## What to work on
Output every line of the material exactly, omitting images.

## Stored records
▽

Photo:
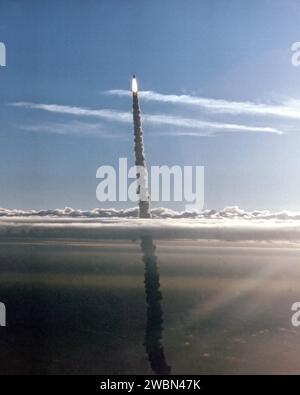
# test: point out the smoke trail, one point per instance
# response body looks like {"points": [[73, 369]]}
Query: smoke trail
{"points": [[140, 161], [154, 327]]}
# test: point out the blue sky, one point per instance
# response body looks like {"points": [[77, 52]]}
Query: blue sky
{"points": [[71, 53]]}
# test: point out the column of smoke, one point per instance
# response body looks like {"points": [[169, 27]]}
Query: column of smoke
{"points": [[140, 161], [154, 328]]}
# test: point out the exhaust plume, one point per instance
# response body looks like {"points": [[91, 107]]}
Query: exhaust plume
{"points": [[140, 161]]}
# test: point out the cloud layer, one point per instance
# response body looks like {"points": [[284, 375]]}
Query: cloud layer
{"points": [[152, 119], [288, 109], [229, 224]]}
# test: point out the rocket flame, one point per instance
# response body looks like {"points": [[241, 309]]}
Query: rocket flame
{"points": [[134, 86]]}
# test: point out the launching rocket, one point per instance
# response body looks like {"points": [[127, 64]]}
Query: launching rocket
{"points": [[140, 161]]}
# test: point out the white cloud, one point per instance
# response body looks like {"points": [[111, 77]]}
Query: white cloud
{"points": [[288, 109], [155, 119], [73, 128], [229, 224]]}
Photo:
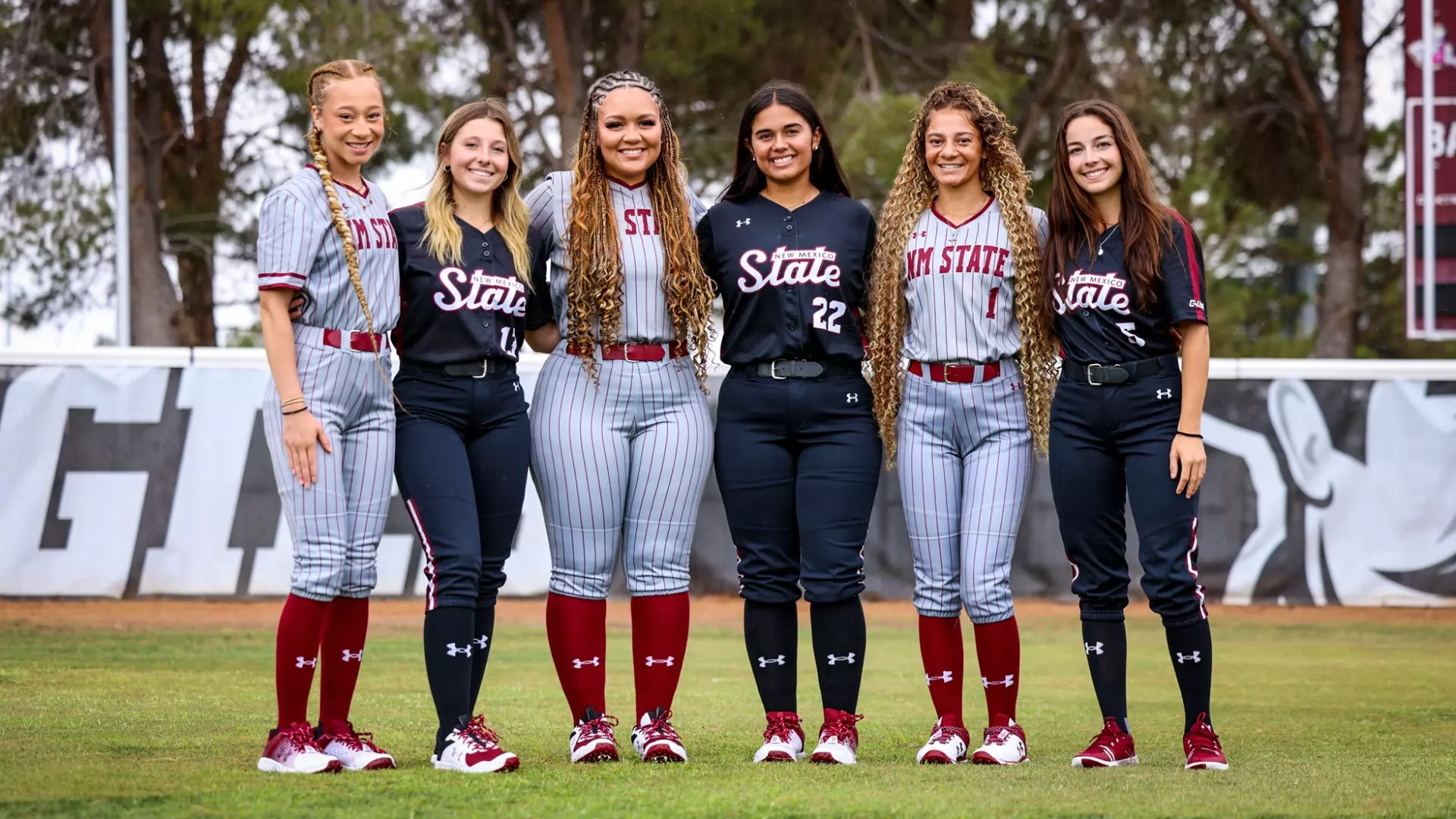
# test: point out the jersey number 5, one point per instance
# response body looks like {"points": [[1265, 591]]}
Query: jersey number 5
{"points": [[827, 314]]}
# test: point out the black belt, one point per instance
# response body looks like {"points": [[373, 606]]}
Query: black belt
{"points": [[1125, 372], [476, 369], [795, 369]]}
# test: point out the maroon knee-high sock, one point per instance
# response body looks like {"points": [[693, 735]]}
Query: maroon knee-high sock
{"points": [[577, 632], [296, 656], [341, 653], [998, 651], [944, 657], [658, 643]]}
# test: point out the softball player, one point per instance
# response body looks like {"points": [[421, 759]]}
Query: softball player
{"points": [[620, 435], [957, 290], [466, 260], [797, 457], [328, 419], [1125, 279]]}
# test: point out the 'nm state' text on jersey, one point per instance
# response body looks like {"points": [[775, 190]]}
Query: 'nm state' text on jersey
{"points": [[959, 286], [639, 241]]}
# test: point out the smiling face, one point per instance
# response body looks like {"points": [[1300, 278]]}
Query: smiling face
{"points": [[351, 121], [478, 158], [1092, 156], [629, 130], [783, 143], [952, 149]]}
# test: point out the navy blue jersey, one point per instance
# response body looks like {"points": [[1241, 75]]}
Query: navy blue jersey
{"points": [[471, 311], [1097, 309], [792, 281]]}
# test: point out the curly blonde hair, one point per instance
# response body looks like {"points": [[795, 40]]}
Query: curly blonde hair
{"points": [[915, 188], [596, 283]]}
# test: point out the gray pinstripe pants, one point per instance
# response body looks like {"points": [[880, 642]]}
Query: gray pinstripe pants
{"points": [[337, 523], [619, 469], [965, 464]]}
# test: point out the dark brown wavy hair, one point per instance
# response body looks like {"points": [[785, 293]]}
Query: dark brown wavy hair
{"points": [[1147, 222], [1005, 177]]}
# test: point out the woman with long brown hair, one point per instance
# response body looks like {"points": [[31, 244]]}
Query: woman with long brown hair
{"points": [[954, 235], [620, 433], [1125, 278]]}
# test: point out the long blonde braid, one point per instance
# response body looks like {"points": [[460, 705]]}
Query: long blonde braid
{"points": [[910, 194]]}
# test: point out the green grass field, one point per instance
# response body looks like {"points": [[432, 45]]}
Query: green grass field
{"points": [[1348, 716]]}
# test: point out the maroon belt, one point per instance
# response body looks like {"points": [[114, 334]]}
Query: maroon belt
{"points": [[357, 341], [637, 352], [957, 373]]}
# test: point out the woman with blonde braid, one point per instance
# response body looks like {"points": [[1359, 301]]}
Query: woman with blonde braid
{"points": [[620, 433], [957, 290], [325, 237]]}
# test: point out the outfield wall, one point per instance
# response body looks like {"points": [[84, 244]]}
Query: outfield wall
{"points": [[143, 471]]}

△

## The result
Photo:
# test: point out the smoke trail, one point per instance
# response body looks like {"points": [[73, 369]]}
Query: smoke trail
{"points": [[140, 161], [154, 327]]}
# test: point out the blue sky, one point per instance
# response body looks like {"points": [[77, 52]]}
Query: blue sky
{"points": [[71, 53]]}
# test: point out the column of smoke, one point per instance
# response body looks like {"points": [[169, 27]]}
Query: column of smoke
{"points": [[140, 161], [154, 328]]}
# test: point out the exhaust plume, one point per instance
# response body looks like {"points": [[91, 107]]}
Query: exhaust plume
{"points": [[140, 161]]}
# test: point out the cloud layer, one point per instance
# response body looks like {"points": [[284, 375]]}
Query: cloud layer
{"points": [[152, 119], [288, 109], [229, 224]]}
# test: point out the rocket flame, one point per instance
# response body looks like {"points": [[241, 309]]}
Query: rocket flame
{"points": [[134, 86]]}
# test: point out the launching rocket, one point per instance
# response body looks like {"points": [[127, 64]]}
Query: launching rocket
{"points": [[140, 161]]}
# test: point out the white cloud, one point per instance
# response body looks like {"points": [[111, 77]]}
Query: white cloud
{"points": [[288, 109], [155, 119], [73, 128], [229, 224]]}
Photo:
# test: point out the jersey number 5, one point per instance
# response body looks like {"points": [[1265, 591]]}
Query: jersey number 5
{"points": [[827, 314]]}
# test: point out the black belt, one point per instance
# response body looks like {"points": [[373, 606]]}
Query: black belt
{"points": [[1125, 372], [476, 369], [795, 369]]}
# test: point out the maroon knee-high sock, one point per instance
# response body looks like {"points": [[693, 735]]}
Query: maroon knee-high sock
{"points": [[577, 632], [296, 656], [341, 653], [998, 651], [944, 657], [658, 643]]}
# test: point out the softball player, one point per instance
# response body looks like {"points": [[421, 759]]}
Query: softball player
{"points": [[620, 435], [957, 290], [466, 260], [797, 457], [328, 419], [1125, 279]]}
# test: point out the 'nm state' text on jersey, one point per instance
# response body looks like {"points": [[775, 190]]}
Query: 'nm state' text on jersey
{"points": [[959, 286], [639, 241]]}
# test: point out the smiling face, one point per instance
# response body looks like {"points": [[1300, 278]]}
Query: smiling face
{"points": [[351, 121], [478, 158], [1092, 156], [629, 130], [783, 143], [952, 149]]}
# test: point out the navy blue jersey, one point per instance
# response body looks like {"points": [[1241, 75]]}
Query: navy blue jersey
{"points": [[471, 311], [1097, 309], [792, 281]]}
# test: point out the curly blonde hair, one point per instance
# response body looks like {"points": [[795, 40]]}
Query: curly blonde hair
{"points": [[915, 188], [596, 283]]}
# test: point out the gray pinstripe pants, one point per instance
# response body looks like {"points": [[880, 642]]}
Query: gray pinstripe pants
{"points": [[337, 523], [619, 469], [965, 464]]}
# test: point out the dark brown wavy hair, one point per instance
# response body looks like {"points": [[785, 293]]}
Query: dark brown wavy hair
{"points": [[1147, 222], [1005, 177]]}
# test: point out the woman with long brown hair, one point per instance
# response body looks like {"points": [[31, 244]]}
Query: woman with long brown hair
{"points": [[954, 235], [620, 433], [1125, 278]]}
# test: point out the long blonde braid, one point per instance
# response body looks like {"points": [[460, 705]]}
Query: long blonde braid
{"points": [[910, 194]]}
# test: point out the green grass field, one point per instance
# response body looks like {"points": [[432, 45]]}
Query: green grass field
{"points": [[1348, 716]]}
# test: point out the maroon belt, one point per instance
# response body looks like {"points": [[114, 334]]}
Query: maroon belt
{"points": [[357, 341], [637, 352], [957, 373]]}
# test: point out the woman with blonde braid, one point per instance
# response body looks like {"points": [[1359, 301]]}
Query: woman with blonde braid
{"points": [[620, 433], [957, 290], [325, 237]]}
# test: point out the outfield wall, one point per instance
# response body looks like {"points": [[84, 244]]}
Query: outfield wall
{"points": [[143, 471]]}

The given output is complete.